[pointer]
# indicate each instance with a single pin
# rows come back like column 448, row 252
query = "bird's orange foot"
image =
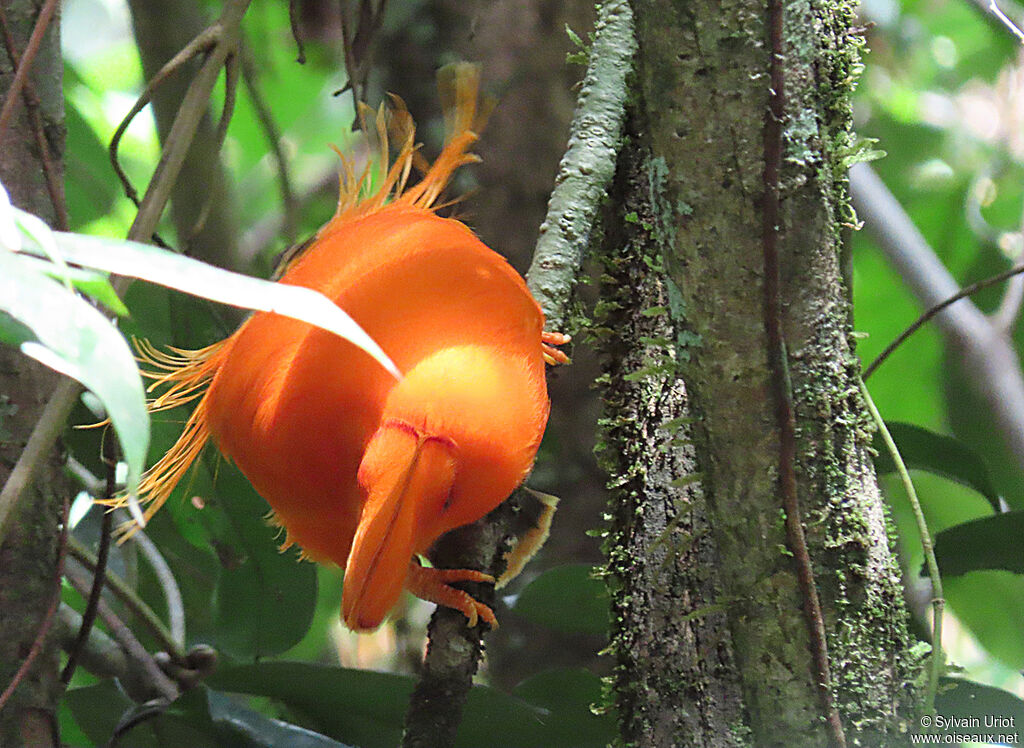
+ + +
The exercise:
Transcribe every text line of the records above, character for character, and leave the pictures out of your answer.

Solution for this exercise:
[pointer]
# indicate each instance with a single pin
# rows come back like column 448, row 252
query = "bird's orange foot"
image =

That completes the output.